- What is required:
Identify every line below that contains the word "ceiling", and copy each one. Case counts.

───── Dataset records ─────

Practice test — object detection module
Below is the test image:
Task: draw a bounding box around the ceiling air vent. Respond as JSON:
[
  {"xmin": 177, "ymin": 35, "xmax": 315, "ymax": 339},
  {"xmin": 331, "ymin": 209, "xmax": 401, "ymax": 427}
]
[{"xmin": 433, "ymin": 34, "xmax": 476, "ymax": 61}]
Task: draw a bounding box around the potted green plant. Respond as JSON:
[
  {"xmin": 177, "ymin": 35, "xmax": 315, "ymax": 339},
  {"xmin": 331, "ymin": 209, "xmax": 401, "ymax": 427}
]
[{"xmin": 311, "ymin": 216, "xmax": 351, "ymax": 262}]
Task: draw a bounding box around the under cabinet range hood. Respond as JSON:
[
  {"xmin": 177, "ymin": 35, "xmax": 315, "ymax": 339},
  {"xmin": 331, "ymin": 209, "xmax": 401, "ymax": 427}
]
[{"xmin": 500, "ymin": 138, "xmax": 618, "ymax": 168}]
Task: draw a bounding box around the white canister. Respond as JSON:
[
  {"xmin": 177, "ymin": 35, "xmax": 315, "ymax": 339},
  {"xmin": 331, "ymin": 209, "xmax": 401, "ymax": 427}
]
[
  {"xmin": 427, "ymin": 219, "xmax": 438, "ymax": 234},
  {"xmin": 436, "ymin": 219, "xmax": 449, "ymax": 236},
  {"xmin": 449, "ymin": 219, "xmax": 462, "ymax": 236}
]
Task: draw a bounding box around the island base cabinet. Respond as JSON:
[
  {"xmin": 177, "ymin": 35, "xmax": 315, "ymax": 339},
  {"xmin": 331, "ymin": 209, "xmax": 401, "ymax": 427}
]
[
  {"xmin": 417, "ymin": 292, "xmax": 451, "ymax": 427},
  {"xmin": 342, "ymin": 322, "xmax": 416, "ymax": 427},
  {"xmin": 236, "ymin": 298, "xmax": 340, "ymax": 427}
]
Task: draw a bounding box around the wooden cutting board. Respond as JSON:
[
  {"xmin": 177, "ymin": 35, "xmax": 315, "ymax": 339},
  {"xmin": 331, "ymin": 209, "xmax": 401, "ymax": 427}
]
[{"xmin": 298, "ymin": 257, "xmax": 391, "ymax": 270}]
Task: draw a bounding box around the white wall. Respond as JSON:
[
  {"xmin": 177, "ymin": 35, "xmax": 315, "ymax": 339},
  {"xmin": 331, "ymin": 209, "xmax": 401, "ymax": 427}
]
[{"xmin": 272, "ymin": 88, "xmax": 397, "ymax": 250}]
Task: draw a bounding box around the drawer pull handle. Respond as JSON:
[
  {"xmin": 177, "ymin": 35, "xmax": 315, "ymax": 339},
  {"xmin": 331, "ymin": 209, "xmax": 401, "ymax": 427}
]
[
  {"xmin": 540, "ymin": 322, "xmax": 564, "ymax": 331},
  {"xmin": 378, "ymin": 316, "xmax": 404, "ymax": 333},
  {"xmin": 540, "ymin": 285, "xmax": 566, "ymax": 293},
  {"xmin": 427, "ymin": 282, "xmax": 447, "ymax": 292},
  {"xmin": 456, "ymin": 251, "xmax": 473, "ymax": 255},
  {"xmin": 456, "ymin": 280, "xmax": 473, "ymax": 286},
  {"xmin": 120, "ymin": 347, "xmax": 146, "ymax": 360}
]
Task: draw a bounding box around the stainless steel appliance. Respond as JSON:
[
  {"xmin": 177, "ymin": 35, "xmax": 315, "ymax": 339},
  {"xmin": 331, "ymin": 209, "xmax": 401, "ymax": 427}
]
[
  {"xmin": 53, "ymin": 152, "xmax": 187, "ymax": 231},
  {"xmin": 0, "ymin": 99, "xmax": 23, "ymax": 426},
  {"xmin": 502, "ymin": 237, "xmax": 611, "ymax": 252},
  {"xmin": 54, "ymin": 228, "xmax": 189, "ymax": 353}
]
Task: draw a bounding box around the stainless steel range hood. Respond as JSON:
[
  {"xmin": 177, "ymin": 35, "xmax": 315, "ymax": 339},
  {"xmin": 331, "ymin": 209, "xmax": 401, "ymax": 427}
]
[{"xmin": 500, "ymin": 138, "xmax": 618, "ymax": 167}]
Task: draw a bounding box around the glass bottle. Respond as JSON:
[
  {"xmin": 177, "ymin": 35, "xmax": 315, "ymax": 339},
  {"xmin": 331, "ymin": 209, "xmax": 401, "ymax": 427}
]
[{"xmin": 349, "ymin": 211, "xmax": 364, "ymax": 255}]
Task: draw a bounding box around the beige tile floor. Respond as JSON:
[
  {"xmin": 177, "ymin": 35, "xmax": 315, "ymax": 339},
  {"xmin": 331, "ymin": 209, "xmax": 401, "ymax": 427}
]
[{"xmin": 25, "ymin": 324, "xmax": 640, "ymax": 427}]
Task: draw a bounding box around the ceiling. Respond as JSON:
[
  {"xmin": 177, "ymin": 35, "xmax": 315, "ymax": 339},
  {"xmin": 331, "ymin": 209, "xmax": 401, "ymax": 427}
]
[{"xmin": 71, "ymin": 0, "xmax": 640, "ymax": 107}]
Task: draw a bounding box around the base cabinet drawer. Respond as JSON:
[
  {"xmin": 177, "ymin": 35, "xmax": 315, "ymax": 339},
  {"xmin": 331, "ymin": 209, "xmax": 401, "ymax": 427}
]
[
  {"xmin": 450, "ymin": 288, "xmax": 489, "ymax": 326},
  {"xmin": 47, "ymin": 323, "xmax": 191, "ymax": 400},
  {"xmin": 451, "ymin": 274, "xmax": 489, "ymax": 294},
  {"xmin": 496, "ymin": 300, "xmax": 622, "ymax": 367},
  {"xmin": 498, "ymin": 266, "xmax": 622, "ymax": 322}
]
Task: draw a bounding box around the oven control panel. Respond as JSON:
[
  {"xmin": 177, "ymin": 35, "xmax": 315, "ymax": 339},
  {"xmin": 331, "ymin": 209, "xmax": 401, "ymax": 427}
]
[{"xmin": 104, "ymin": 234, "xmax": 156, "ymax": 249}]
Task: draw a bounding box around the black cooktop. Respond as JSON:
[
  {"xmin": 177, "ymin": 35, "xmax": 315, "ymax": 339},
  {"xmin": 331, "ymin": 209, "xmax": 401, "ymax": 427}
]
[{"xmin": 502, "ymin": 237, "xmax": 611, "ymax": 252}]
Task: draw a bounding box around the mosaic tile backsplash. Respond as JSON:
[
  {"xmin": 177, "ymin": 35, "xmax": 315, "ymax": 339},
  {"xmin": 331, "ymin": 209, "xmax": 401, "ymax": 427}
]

─────

- Written answer:
Task: draw a bounding box around the ceiling air vent. Respond as JSON:
Task: draw a bounding box around the ceiling. Respond as JSON:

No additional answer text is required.